*** Begin section ***

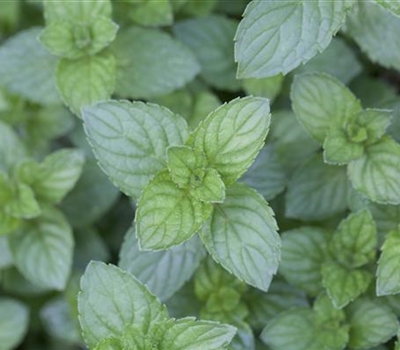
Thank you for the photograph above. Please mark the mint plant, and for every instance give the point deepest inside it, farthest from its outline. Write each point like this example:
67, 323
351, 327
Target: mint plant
199, 175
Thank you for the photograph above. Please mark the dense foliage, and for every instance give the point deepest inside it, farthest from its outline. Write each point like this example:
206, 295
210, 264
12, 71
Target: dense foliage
199, 175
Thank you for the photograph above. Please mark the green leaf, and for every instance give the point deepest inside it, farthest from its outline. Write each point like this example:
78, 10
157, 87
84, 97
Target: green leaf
375, 174
163, 272
129, 140
374, 29
276, 37
343, 284
371, 323
388, 274
188, 334
28, 69
167, 215
316, 191
232, 135
52, 179
242, 236
110, 300
320, 102
304, 249
42, 249
211, 39
13, 324
145, 71
67, 39
266, 174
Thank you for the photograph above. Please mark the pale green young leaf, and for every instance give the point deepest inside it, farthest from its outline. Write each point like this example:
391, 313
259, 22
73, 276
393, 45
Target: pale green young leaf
388, 274
52, 179
267, 87
211, 39
276, 37
232, 135
13, 323
162, 272
110, 300
375, 174
146, 71
242, 236
374, 30
320, 101
371, 323
129, 140
28, 69
189, 334
167, 215
338, 149
342, 284
316, 191
42, 249
86, 80
355, 242
303, 251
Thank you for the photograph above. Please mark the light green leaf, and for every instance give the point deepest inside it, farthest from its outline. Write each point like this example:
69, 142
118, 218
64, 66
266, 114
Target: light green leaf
86, 80
276, 37
232, 135
342, 284
167, 215
266, 174
211, 39
13, 323
28, 69
188, 334
52, 179
146, 71
303, 251
320, 102
129, 140
338, 149
354, 244
242, 236
110, 300
42, 249
375, 174
374, 30
162, 272
388, 274
371, 323
316, 191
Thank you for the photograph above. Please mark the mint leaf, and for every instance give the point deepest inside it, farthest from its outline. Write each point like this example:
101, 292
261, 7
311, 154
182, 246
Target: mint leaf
52, 179
343, 284
145, 71
336, 103
42, 249
375, 173
188, 334
276, 37
27, 68
111, 300
163, 272
371, 323
86, 80
303, 251
119, 133
388, 277
13, 324
167, 215
242, 236
211, 39
232, 135
316, 191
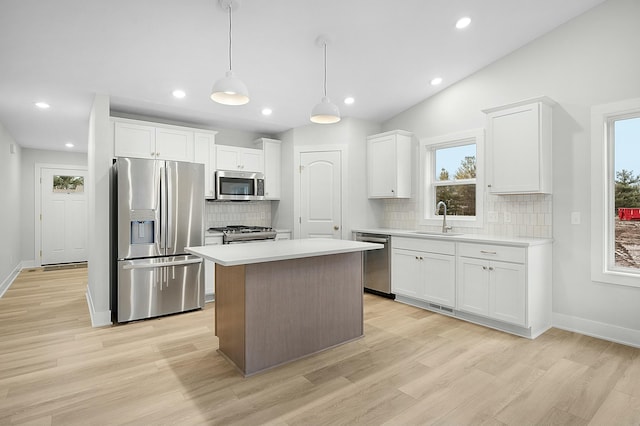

*** End section ***

§ **PROBLEM DESCRIPTION**
Going through the entries above, tally every line that contains the string "each", then state only the total.

§ **OUTPUT**
6